● **Directions**
Could you render the listing from the line that contains "of the man's" through the line that contains "Query: man's beige shorts" as a Markdown table with a No column numbering the rows and a Line column, leaving out blank lines?

Outline records

Begin

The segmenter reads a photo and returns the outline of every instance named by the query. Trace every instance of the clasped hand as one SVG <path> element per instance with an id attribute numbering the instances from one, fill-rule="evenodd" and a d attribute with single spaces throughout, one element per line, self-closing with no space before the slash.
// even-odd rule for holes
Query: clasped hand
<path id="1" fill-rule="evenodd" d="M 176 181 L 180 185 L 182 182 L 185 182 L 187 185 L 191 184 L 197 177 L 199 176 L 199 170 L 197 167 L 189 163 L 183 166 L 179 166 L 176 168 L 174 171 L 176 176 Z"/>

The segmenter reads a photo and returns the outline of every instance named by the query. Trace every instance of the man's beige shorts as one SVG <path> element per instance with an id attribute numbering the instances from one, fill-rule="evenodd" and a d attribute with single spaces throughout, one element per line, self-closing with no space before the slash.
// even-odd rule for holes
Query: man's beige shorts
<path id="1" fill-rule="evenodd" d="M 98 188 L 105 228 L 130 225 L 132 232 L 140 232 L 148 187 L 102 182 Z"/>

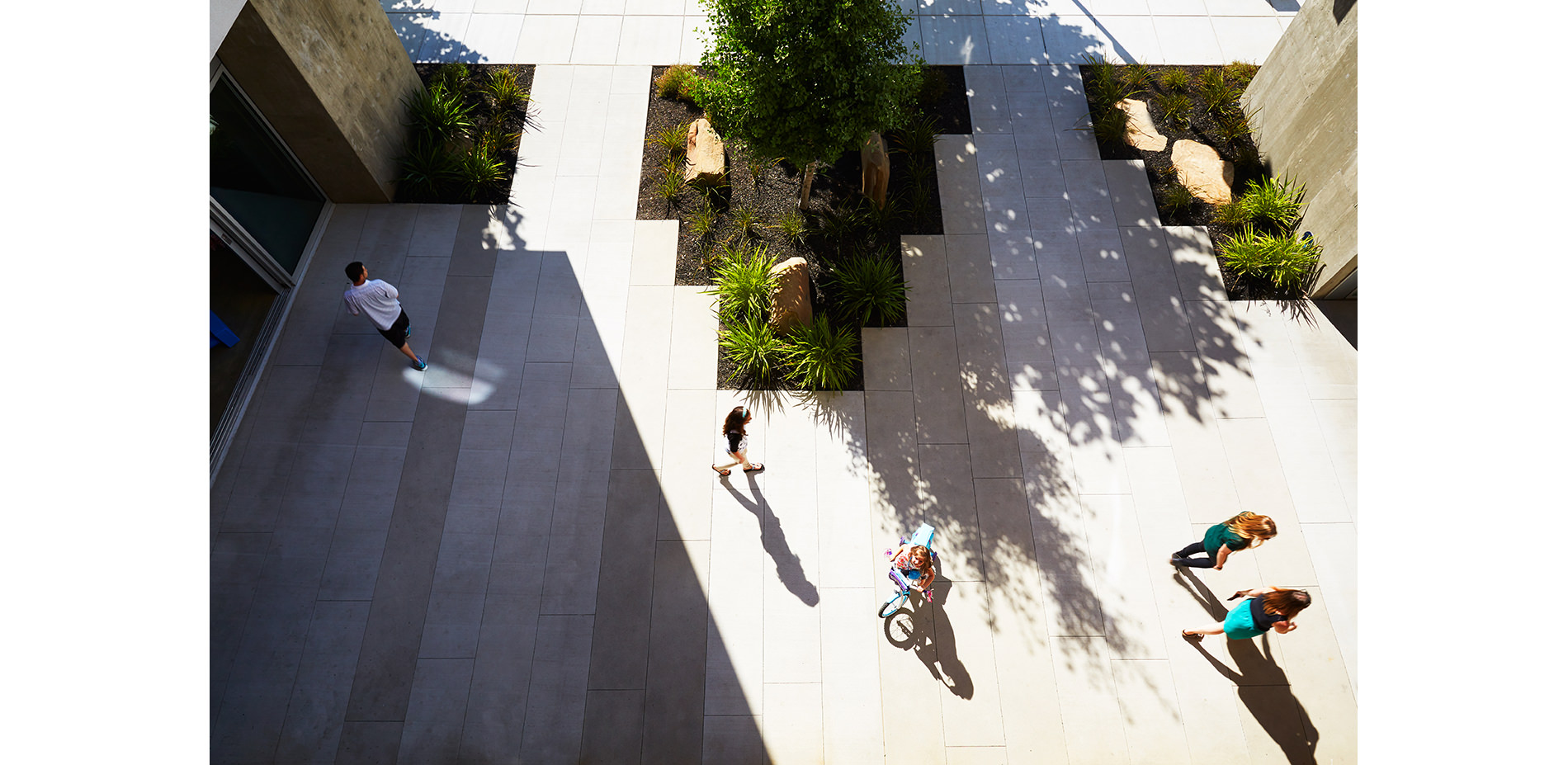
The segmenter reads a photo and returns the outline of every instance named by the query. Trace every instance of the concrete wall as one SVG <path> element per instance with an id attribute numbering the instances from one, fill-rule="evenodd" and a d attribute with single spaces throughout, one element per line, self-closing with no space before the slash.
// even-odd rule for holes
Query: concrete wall
<path id="1" fill-rule="evenodd" d="M 376 0 L 251 0 L 218 60 L 328 199 L 392 201 L 420 83 Z"/>
<path id="2" fill-rule="evenodd" d="M 218 55 L 218 45 L 223 44 L 223 38 L 229 36 L 229 28 L 234 27 L 234 19 L 240 16 L 240 8 L 245 8 L 245 0 L 212 0 L 207 14 L 207 25 L 212 31 L 212 50 L 207 53 L 207 58 Z"/>
<path id="3" fill-rule="evenodd" d="M 1275 177 L 1306 188 L 1301 230 L 1323 246 L 1327 295 L 1356 268 L 1356 5 L 1306 0 L 1247 86 L 1253 138 Z"/>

End

● **Answer to this task**
| No | Line |
|---|---|
| 1 | The segmenter reads a photo and returns the outline of every instance named by the query. Trace every instance of the man's beige shorts as one SVG <path> element per instance with an id attribute numbering the instances from one, fill-rule="evenodd" and a d attribute with single spaces throughout, one element per line, self-closing with no space before the slash. |
| 2 | // even-odd rule for holes |
| 3 | Query: man's beige shorts |